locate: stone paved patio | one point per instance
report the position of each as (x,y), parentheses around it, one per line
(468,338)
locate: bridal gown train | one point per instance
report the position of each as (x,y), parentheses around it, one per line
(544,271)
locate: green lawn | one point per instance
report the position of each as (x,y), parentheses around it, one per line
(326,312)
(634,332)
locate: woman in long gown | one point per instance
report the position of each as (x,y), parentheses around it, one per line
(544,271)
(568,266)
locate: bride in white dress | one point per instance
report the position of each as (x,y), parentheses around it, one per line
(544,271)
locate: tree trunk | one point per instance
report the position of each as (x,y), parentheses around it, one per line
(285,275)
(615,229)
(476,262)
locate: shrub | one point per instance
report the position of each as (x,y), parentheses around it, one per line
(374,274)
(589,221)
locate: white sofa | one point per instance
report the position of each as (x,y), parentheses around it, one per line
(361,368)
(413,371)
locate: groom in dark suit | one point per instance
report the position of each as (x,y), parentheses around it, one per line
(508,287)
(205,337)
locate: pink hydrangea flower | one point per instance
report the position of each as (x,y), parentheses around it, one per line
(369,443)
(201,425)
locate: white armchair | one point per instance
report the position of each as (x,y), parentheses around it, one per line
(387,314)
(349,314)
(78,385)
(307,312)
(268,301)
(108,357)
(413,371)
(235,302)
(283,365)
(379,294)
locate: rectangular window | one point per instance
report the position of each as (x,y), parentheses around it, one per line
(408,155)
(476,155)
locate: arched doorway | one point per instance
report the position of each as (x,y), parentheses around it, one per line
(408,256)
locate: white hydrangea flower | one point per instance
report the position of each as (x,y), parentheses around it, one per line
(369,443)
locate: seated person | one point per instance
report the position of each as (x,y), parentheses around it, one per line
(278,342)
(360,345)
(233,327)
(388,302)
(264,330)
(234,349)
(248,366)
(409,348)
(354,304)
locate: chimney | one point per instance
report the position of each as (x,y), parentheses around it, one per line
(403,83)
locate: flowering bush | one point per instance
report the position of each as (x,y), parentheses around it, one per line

────────

■ **INSTRUCTION**:
Go through the records above and set each one down exactly, please.

■ **RESULT FOR THIS EXERCISE**:
locate: stone paved patio | one point per instance
report the position of each as (x,y), parentheses around it, one per line
(468,338)
locate: bridal gown train | one point per instance
report the position of each as (x,y), parentheses around it, one per line
(544,271)
locate: green lawn | one point per instance
report the position of each as (x,y), parentheses around it, one per line
(326,312)
(634,332)
locate: woman in long gown | one point per instance
report the position of each as (x,y), parentheses around it, one per line
(544,271)
(568,266)
locate: bride in white dress | one point per instance
report the position of each as (x,y), parentheses around it, one per line
(544,271)
locate: tree trunk | one point per instance
report the position of each as (x,y), parentheses around it, one per line
(285,275)
(615,229)
(476,262)
locate: shrub | one point per instance
report the position of each as (x,y), parentheses around it, one per line
(374,274)
(589,221)
locate: white sofa | one point per instance
report the position of each as (x,y), parentheses around it, one per line
(361,368)
(413,371)
locate: groom in dark suit | one point per instance
report the position of each as (x,y), parentheses around it, one per line
(508,287)
(205,337)
locate: pink hydrangea flower | one point per instance
report the position of each as (x,y), parentheses around it, one per line
(369,443)
(201,425)
locate: white armchair | one point per instance
report the position of each as (x,y), parentheses around it, one per line
(387,314)
(349,314)
(78,385)
(307,312)
(268,301)
(108,357)
(413,371)
(235,302)
(283,365)
(379,294)
locate: rectangular window | one point per instance
report the position of each as (x,y), parentheses around it, one per line
(408,155)
(476,155)
locate: arched doorway | one point per instance
report the position of each as (x,y), parentheses around it, one per line
(408,256)
locate: white hydrangea flower | one point per instance
report the position of each as (x,y), parentheses around it, one per line
(369,443)
locate: seated person | one point per instance
report the position of each as (x,y), parentheses around it, one per line
(278,342)
(360,345)
(233,327)
(388,302)
(264,330)
(234,349)
(248,366)
(409,348)
(354,304)
locate: chimney | one point per instance
report the position of each as (x,y), parentheses around it, one per line
(403,83)
locate: flowering bush | one point per instance
report the position of each as (x,y), parentheses around it, one per line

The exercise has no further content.